WHAT YOU SHOULD DO:
Begin at the line containing "the white textured" and copy exactly through the last line of the listing, skipping every picture.

## START AVAILABLE RECORDS

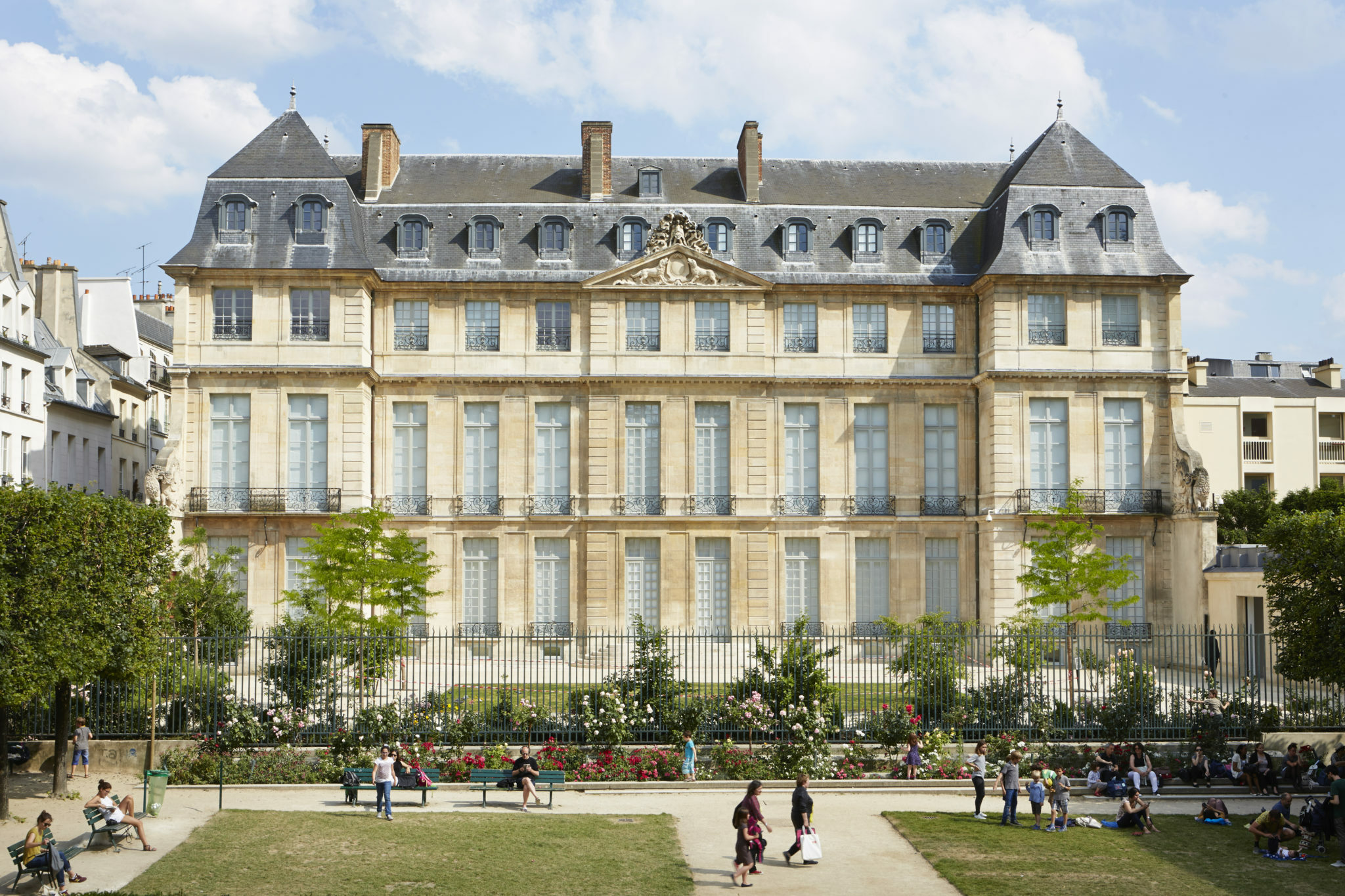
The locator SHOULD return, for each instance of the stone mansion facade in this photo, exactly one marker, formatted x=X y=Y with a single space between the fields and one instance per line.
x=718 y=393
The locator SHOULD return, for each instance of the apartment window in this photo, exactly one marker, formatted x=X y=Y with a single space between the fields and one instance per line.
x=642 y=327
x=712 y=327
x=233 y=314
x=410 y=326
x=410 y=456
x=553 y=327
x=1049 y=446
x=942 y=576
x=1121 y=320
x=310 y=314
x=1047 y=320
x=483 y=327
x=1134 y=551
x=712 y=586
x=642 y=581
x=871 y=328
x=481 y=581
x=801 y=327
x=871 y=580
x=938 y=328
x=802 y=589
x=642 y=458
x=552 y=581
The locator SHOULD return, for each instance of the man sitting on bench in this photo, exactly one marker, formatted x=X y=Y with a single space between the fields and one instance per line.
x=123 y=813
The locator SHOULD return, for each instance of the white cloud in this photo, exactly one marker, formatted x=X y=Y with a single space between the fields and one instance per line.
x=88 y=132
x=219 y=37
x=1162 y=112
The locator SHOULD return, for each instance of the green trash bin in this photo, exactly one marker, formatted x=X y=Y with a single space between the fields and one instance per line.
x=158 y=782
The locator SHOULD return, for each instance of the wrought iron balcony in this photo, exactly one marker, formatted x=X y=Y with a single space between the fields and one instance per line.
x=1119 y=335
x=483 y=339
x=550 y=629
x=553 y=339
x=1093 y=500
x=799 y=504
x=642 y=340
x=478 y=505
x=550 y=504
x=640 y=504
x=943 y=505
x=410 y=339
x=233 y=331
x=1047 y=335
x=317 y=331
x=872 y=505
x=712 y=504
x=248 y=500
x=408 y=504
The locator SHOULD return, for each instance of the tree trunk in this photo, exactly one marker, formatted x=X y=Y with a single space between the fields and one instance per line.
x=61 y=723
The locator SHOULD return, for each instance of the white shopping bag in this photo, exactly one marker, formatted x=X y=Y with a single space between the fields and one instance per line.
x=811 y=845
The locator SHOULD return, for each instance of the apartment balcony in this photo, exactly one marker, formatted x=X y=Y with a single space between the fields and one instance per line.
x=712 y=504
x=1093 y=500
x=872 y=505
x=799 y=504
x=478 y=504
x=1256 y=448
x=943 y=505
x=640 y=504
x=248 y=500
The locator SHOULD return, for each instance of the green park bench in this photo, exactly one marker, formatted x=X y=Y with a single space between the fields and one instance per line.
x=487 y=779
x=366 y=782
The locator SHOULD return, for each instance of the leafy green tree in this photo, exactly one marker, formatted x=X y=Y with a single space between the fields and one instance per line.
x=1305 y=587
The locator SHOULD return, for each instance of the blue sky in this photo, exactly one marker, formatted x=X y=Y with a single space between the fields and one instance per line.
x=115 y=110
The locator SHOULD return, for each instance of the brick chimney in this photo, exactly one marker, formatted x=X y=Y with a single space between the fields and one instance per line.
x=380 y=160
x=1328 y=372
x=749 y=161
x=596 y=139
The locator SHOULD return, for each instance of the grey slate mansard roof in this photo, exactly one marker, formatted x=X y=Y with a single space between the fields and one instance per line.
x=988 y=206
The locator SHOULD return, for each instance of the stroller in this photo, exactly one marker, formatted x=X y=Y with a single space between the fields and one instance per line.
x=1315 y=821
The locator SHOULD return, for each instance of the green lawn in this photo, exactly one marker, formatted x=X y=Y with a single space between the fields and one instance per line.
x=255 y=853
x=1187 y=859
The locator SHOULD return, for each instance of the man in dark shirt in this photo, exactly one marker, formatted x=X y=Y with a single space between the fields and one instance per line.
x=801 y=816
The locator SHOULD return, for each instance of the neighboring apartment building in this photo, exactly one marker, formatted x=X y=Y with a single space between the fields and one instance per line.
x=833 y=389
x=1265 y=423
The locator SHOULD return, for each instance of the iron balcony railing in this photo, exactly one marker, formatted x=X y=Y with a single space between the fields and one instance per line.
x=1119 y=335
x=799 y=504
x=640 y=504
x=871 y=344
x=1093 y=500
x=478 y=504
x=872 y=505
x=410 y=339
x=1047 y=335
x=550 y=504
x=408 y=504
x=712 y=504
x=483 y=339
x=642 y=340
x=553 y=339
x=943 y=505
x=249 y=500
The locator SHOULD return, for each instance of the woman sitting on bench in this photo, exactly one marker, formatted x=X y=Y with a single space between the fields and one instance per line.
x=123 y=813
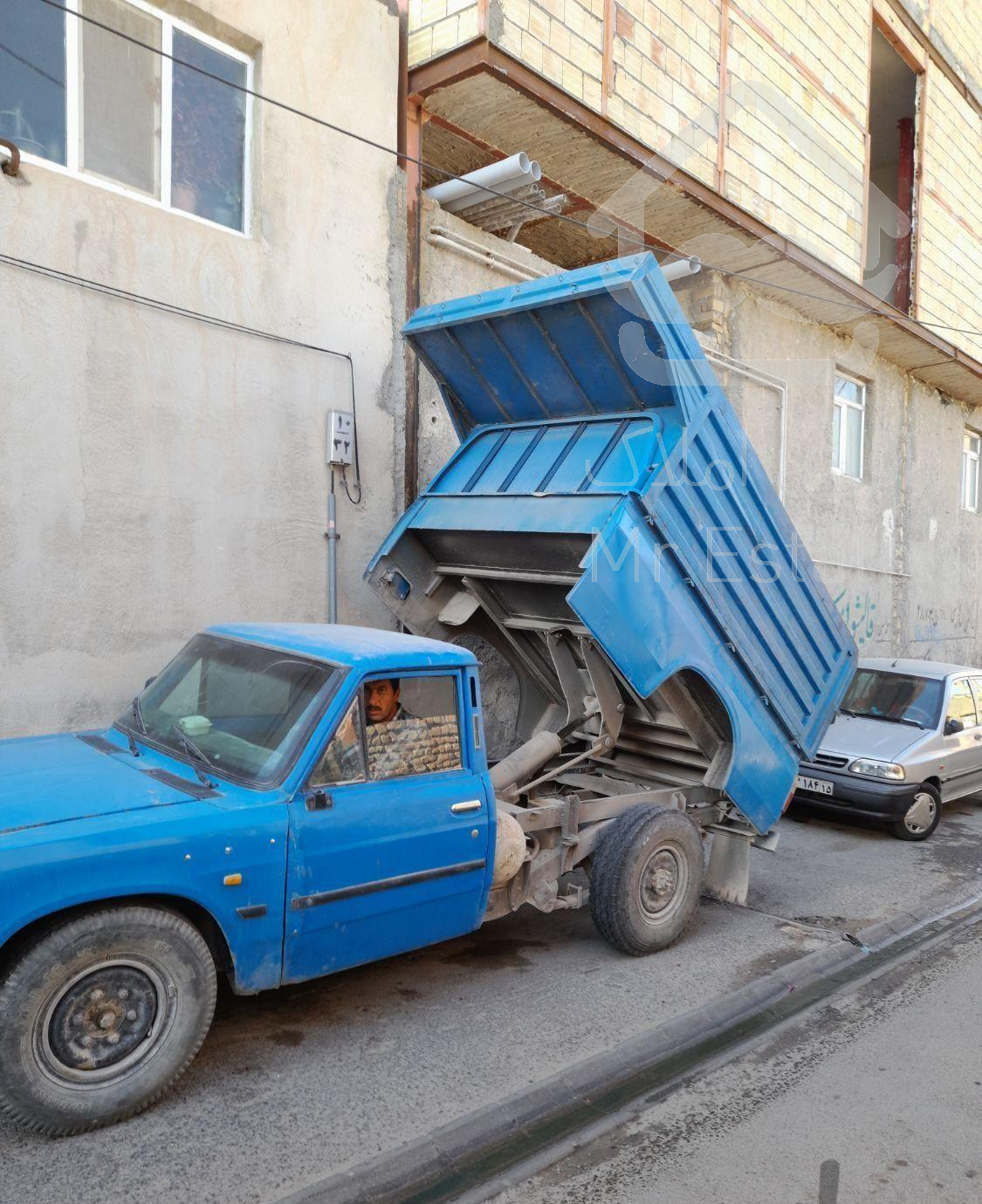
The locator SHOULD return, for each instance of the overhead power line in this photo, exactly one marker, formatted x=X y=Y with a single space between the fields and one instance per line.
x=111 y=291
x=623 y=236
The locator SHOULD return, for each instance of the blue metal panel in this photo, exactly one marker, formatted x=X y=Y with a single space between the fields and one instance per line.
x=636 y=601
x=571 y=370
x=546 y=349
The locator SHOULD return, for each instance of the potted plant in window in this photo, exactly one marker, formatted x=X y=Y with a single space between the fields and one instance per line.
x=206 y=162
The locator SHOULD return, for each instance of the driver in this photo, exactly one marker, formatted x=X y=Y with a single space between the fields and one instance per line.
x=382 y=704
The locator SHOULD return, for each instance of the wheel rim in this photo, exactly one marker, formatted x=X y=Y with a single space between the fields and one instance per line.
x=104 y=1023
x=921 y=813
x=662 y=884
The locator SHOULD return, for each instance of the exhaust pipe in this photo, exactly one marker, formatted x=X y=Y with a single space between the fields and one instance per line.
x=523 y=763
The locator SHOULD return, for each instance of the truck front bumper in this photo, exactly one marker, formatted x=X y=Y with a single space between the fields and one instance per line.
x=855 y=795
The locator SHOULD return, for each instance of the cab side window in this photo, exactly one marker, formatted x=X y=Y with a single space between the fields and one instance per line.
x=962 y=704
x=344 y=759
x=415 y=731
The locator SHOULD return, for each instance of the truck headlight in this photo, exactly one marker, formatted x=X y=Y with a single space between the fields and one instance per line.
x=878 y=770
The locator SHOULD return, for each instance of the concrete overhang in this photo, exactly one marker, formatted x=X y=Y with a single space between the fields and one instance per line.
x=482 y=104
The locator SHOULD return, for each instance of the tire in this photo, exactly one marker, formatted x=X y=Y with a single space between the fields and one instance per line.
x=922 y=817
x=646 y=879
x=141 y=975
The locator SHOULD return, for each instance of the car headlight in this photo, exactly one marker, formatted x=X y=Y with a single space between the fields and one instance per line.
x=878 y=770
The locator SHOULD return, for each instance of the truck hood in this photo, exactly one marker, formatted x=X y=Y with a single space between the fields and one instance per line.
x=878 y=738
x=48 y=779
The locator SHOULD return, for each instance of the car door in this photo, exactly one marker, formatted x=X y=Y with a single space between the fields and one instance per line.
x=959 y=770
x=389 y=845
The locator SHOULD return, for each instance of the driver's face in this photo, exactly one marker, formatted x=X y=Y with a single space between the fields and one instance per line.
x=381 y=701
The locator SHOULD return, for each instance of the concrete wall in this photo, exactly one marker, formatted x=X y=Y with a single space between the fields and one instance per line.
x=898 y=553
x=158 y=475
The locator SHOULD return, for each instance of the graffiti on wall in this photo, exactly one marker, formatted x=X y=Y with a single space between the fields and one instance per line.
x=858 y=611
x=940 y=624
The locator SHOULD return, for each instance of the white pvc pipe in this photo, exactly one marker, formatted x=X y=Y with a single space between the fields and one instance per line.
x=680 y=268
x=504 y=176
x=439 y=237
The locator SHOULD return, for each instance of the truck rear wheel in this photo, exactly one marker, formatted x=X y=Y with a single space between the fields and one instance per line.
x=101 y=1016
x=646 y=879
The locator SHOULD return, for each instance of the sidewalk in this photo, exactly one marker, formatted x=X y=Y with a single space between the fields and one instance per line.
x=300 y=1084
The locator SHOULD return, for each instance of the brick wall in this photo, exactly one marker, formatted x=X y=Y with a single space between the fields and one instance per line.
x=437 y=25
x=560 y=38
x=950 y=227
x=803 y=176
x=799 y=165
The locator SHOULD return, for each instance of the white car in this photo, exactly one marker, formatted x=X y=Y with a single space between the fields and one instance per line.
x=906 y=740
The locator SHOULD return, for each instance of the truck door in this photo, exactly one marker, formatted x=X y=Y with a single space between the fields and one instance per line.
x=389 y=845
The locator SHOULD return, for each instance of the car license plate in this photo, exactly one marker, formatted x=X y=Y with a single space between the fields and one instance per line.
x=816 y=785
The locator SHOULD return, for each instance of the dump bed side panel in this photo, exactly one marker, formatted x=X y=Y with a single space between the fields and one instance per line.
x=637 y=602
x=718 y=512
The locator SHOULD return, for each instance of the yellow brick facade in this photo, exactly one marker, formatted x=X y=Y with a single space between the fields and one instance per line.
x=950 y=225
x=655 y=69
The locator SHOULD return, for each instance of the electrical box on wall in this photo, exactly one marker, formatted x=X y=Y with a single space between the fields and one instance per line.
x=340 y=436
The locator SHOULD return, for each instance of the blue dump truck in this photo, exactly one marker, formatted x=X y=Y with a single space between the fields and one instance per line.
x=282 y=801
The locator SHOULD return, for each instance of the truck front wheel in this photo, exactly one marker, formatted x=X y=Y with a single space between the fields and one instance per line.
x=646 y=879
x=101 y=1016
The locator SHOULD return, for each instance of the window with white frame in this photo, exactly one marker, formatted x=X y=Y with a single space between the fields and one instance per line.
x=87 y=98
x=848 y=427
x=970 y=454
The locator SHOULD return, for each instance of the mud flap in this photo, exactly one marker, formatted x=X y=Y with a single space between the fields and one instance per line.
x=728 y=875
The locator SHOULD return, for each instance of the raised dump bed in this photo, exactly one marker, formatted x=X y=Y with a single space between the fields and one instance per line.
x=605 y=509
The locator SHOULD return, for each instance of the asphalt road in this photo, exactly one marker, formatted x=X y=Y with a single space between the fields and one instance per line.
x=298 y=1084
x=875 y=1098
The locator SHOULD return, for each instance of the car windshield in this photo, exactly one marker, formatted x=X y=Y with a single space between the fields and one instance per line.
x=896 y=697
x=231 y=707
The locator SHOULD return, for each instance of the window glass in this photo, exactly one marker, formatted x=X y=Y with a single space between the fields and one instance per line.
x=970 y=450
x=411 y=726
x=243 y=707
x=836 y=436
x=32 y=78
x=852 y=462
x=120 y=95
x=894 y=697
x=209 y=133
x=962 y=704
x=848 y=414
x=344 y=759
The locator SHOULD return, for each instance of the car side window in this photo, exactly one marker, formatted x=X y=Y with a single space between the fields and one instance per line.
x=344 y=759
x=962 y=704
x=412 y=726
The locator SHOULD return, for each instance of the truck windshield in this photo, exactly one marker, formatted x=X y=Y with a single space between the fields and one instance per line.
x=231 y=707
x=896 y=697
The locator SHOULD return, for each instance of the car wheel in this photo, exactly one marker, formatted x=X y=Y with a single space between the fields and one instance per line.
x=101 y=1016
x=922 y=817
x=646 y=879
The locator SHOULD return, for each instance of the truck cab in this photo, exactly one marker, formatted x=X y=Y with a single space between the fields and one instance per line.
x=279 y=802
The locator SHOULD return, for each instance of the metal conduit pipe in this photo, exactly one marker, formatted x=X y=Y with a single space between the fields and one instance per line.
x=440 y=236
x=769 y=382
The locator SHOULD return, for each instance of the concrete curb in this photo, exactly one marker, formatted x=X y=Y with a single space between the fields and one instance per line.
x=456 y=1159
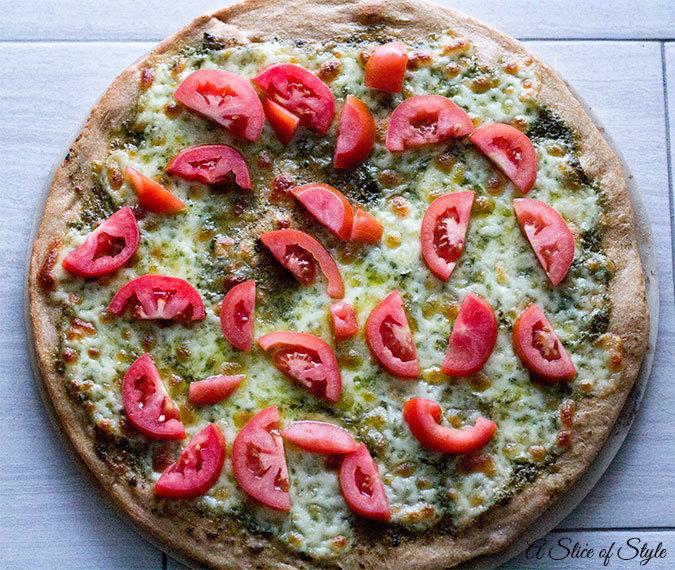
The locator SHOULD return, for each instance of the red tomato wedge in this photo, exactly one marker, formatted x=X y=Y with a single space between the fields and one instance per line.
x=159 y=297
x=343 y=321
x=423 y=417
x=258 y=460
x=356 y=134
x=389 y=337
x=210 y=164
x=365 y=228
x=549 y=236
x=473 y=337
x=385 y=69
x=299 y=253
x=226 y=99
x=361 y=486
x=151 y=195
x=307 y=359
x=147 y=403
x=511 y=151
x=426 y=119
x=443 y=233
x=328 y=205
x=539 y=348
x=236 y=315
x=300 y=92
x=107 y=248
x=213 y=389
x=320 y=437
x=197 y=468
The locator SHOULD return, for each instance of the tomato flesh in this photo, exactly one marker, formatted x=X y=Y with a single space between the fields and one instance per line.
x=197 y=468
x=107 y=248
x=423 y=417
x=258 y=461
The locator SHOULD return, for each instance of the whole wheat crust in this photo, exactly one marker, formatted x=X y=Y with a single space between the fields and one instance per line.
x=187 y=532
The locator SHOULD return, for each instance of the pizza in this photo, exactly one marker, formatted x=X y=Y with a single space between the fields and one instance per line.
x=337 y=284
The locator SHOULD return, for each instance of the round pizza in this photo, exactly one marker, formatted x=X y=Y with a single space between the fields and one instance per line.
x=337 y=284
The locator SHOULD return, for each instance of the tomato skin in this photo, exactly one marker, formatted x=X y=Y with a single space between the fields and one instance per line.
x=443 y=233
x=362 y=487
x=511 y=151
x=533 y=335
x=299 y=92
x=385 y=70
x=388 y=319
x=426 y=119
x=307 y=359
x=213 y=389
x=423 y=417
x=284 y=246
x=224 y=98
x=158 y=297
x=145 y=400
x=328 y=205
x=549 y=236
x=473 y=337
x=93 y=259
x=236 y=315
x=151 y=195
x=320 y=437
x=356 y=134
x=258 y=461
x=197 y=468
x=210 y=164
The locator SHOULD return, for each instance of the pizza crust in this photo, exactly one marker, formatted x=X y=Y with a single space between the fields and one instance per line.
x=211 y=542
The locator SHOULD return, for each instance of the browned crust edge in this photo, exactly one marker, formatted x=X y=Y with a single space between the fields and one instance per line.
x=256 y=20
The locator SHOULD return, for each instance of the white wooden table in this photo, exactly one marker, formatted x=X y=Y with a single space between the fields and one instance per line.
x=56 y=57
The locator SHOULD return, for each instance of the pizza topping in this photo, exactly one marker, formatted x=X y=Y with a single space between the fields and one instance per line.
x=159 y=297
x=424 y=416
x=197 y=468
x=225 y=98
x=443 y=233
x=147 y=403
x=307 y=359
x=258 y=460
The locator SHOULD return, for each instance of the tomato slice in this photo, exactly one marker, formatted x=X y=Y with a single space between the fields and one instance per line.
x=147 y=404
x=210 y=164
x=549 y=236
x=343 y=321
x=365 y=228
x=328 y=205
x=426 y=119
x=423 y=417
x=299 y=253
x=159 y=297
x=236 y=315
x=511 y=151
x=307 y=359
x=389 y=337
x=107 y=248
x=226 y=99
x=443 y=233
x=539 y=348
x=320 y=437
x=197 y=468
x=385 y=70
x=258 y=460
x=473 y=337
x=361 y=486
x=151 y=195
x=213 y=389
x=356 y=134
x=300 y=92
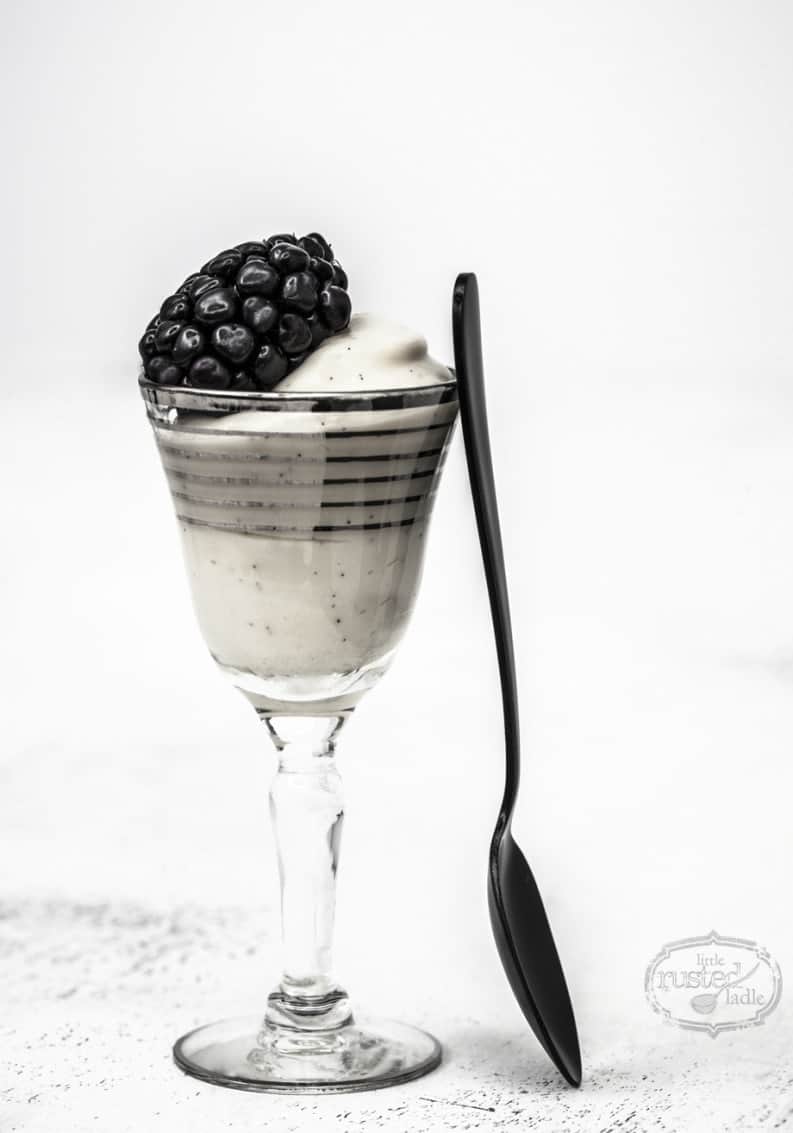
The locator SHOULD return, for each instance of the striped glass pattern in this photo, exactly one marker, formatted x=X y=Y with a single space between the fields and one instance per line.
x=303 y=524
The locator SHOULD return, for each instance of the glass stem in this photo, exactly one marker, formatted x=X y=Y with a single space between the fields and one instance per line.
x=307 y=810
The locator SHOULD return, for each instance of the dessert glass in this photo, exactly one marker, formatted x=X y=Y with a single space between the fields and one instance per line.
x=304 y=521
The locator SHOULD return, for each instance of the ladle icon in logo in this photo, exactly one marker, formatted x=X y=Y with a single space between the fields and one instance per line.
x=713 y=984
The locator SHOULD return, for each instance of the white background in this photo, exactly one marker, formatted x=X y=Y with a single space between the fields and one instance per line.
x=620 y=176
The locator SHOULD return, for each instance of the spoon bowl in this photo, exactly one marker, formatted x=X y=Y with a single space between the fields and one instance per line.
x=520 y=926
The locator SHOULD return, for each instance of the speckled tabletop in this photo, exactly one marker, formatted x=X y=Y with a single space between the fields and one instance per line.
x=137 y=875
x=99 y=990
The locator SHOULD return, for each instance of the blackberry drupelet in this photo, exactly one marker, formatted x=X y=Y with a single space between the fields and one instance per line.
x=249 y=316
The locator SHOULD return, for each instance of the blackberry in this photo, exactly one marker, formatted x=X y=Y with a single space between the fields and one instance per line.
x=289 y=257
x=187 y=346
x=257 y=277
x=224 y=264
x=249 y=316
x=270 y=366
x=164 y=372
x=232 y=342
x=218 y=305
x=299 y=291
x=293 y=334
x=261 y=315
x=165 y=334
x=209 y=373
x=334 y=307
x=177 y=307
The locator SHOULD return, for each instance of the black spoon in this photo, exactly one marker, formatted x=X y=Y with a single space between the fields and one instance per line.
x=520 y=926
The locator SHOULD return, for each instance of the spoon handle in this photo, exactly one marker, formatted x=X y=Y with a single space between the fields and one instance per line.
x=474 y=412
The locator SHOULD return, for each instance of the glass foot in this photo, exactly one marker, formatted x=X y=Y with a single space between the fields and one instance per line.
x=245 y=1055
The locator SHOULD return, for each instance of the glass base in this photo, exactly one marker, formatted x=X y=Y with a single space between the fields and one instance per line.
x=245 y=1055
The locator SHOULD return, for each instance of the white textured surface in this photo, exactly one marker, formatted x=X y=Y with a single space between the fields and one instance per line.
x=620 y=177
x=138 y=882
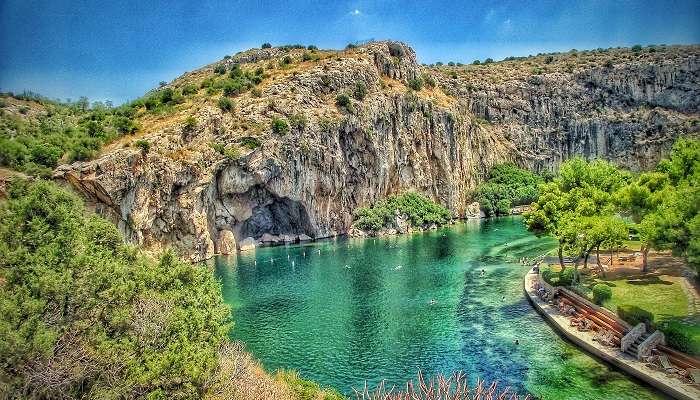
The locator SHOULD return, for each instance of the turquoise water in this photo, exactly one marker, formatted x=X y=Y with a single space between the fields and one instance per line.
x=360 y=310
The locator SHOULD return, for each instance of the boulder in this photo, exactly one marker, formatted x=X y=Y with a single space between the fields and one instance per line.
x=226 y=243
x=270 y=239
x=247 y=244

## END AVAILABLE RECORDS

RESULT:
The locator SHOULD return, for each instance of the white textured surface in this photo, exactly one marker, formatted x=X y=Y with a single space between the fields and one instance per line.
x=620 y=177
x=138 y=882
The locator SHOULD return, for each instance of the turquoise water in this photo, exactly one marker, formatted x=X y=Y with a single space between the fields and one instance per line.
x=360 y=310
The locator SHOULD return, for each instance of the boulder in this photo, exactly one marker, formatted x=X y=Y with a single space between the fields and one instance per line.
x=226 y=243
x=270 y=239
x=247 y=244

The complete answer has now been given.